Once you reach the end of the data, transcribe all of it exactly.

(Records drawn from a dataset)
"""
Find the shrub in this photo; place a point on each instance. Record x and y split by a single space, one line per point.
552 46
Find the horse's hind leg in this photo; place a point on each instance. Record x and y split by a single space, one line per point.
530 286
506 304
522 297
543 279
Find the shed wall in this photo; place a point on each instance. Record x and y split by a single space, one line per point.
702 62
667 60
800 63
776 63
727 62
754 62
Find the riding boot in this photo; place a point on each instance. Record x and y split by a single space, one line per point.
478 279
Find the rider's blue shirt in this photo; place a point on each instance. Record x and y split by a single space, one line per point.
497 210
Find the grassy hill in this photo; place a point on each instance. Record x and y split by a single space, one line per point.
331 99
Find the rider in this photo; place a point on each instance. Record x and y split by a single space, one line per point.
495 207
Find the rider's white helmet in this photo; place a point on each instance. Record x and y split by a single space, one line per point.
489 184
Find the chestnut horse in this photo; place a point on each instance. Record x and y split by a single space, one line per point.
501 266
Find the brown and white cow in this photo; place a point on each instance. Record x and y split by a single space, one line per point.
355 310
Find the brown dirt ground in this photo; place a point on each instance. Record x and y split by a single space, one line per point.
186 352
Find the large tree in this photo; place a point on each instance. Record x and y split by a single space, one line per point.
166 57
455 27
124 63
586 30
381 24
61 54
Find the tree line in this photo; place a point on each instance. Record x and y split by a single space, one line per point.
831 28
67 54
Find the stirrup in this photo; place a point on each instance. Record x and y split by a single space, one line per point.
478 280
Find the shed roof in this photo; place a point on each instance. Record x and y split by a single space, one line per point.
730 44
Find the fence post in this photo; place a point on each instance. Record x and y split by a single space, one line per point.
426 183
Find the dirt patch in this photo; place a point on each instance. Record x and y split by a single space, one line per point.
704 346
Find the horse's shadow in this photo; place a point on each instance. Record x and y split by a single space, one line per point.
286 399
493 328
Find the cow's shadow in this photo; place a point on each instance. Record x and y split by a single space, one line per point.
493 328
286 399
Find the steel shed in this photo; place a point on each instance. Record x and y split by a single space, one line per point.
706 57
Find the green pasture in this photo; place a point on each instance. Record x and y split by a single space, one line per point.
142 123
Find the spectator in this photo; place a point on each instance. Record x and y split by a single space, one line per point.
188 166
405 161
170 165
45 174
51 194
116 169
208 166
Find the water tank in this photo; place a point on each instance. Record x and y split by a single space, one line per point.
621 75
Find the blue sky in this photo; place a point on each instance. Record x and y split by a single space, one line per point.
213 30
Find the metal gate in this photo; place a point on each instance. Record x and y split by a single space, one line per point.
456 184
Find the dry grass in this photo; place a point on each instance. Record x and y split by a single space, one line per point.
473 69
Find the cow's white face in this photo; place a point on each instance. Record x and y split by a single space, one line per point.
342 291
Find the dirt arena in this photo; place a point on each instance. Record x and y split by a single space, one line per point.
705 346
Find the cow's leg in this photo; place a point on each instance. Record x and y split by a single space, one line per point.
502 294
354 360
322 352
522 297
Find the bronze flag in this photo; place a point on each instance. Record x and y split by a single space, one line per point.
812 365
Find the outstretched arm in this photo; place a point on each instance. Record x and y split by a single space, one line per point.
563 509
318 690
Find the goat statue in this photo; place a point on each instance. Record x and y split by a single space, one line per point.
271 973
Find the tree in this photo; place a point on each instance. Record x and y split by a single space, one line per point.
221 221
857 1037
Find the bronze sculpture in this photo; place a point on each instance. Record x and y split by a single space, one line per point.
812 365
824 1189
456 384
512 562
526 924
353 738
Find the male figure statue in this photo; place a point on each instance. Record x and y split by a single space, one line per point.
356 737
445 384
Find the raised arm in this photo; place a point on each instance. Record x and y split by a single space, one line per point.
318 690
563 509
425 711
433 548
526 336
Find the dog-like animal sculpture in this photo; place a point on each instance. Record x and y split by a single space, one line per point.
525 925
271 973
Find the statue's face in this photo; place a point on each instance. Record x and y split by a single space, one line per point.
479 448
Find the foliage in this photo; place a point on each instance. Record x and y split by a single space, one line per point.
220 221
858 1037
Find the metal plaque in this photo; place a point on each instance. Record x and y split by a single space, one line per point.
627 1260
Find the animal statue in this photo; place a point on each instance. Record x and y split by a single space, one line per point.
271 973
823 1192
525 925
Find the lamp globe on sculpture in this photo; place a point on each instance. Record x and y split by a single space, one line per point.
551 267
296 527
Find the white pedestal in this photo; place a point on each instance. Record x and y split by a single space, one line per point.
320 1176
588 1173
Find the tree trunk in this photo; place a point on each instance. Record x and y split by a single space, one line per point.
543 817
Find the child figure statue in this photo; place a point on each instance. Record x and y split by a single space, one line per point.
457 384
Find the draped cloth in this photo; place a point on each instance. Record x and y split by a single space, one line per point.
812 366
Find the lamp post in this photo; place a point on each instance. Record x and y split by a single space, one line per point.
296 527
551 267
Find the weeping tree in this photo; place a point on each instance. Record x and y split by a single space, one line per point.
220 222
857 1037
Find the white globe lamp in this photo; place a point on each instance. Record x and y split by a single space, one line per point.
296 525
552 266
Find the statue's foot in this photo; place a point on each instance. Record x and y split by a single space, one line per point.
"""
Answer ::
Find the shrub in this photo; place a point on each instance. Record x and y split by a single space, one line per point.
552 46
Find the horse's hind leg in this photo; place a point on each instance. Record x and y split by a single space, one line per point.
530 286
506 304
522 297
543 279
Find the shed wall in this photo; place a point on each instance. Record x and y split by a single space, one line per point.
702 62
667 60
800 63
776 63
727 62
754 62
Find the riding boot in this photo; place a point on each instance. Record x and y split by a single space, one line per point.
478 279
Find the rider's blue shirt in this photo; place a point on each instance. Record x and y split by a single space, one line per point.
497 210
Find the grassy hill in this photo; place a point on each instance. Record x and y split by a single space, one line per point.
331 99
Find the rider in this photo; place a point on each instance. Record x and y split by a single space, one line per point.
495 207
Find the rider's white helmet in this photo; place a point on each instance. Record x and y split by a single space, one line per point.
489 184
Find the chestnut horse in this photo; place a point on each instance. Record x and y split by a single space, one line per point.
501 266
Find the brown and white cow in this photo; place a point on each instance. Record x and y split by a single space, one line per point.
355 310
Find the brown dirt ground in this photo; place a point on each instance. Record x and y split by a single space, one line per point.
186 352
Find the large tree in this photo; place a point on each instance. Record x and y split by a single space, one line per point.
166 57
455 27
124 63
586 30
381 24
61 54
Find the tree line in this photo; place a point on each instance. Record x and y split by a single space, one line per point.
831 28
67 54
Find the stirrup in this photo; place a point on each instance. Record x and y split by a single space, one line per point.
478 280
Find the shed roof in this photo; place a point on each instance. Record x and y split by a single space, one line per point.
730 44
Find the fence post in this photo; place a point on each instance. Record x and y split by a single space, one line per point.
426 183
Find the dirt patch in this photo; place a point on each instance. Record x and y split by a single space, one line per point.
704 346
Find the horse's shadow in this photo; place a point on each instance. Record x and y split by a single space, one line per point.
286 399
493 328
Find the cow's shadow in this photo; place a point on each instance. Record x and y split by a single space, one line per point.
493 328
286 399
Find the steel shed in this photo; place a point on each instance. Record x and y split by a single space, one line per point.
706 57
Find the green pasture in this photo; place a point on each instance. Record x and y split by a single space, one line per point.
142 123
Find the spectator in this photo; place a point on each instance. Record x and y split by a single space, one line per point.
188 166
405 161
170 165
45 174
51 194
116 169
208 166
Find the water tank in this photo; place a point on each instance. Record x and y split by a single space, one line per point.
621 75
Find the blue sky in this photo; place a point on each instance. Record x and y split by a single space, one line per point.
213 30
Find the metal gate in this photo; place a point on each instance. Record x and y split by a single space, one line per point.
456 184
Find the dry grass in this photo; place a point on each instance. Record x and y split by a single space, one line per point.
473 69
Find the cow's white face in this photo; place a point on each instance. Record x and y split by a single space, one line per point.
342 291
Find the dirt arena in this photo; place a point on each instance. Record x and y split by a single space, one line per point.
705 346
Find the cow's leg in this photo; place a point on each instance. Record x and y split by a single space, one line per point.
502 294
354 360
322 352
522 297
Find the bronze flag in this photo; place a point on each instance. Record x and y split by a single space, one line per point.
812 365
Find the outstretched arm in this photo; place a point on each instance. Record x and y split by a single space, one line per point.
563 509
318 690
Find the goat statue in this photo; place a point on each instance. Record x and y split by a single space, one line per point.
271 973
Find the tree in this photo; place a point on each instance. Record x and y split by a single space, one line per point.
221 221
857 1037
Find the bronze sculpture in this photo; place a point on each instance. Record x and y split by a single space, one line per point.
812 365
824 1189
456 384
512 562
526 924
353 738
Find the male figure statue in this photo; place a point on each instance. Record x and y split by a single space, one line per point.
356 737
445 384
Find the raised arm in this photo; place a point on each instance. Record x and y split by a single space, one line per point.
318 690
563 509
425 711
433 548
526 336
Find the dog-like animal sculpture in this photo; place a point on each instance. Record x and y split by a single space, one line per point.
525 925
271 973
Find the statue's face in this photo; place a point on each instance. Record x and y split by a single space, one line per point.
479 448
Find the foliage in this photo; place a point on each instance. Record x and y split by a single space, one line per point.
220 221
858 1037
Find the metal plaque in this photo; place a point on each instance. Record x and y split by a single space, one line per point.
627 1260
Find the animal statue in this photo; place a point on each instance. Record x and y split by a single space, one line per point.
271 973
823 1192
525 925
Find the lamp globe on sculpture in this photo; place a point on each instance. Record x and y split by a single space, one line per point.
551 267
296 527
Find the white pedestal in this photo; place a point on each instance. Record x and y split by a single space, one line per point.
320 1176
588 1173
Find the tree trunk in this photo; place a point on each instance. Record x and y split by a single space, one line per point.
543 817
Find the child figure statue in this photo; place a point on each instance. Record x and y split by a single space, one line per point.
457 384
Find the draped cloth in this photo; place a point on each instance. Record x and y split by a single space, one line per point.
812 366
Find the lamp post in this photo; place a point on each instance. Record x and y split by a single space, one line per point.
296 527
551 267
Find the weeping tree in this photo; place a point on each instance. Record x and y split by a single space, one line per point.
220 222
857 1037
Find the white globe lamp in this photo; place a point on each instance. Record x and y split by a single space, one line per point.
296 525
552 266
Find the statue's foot in this photo; place a point on each instance. Record x and y split by a single space, one line per point.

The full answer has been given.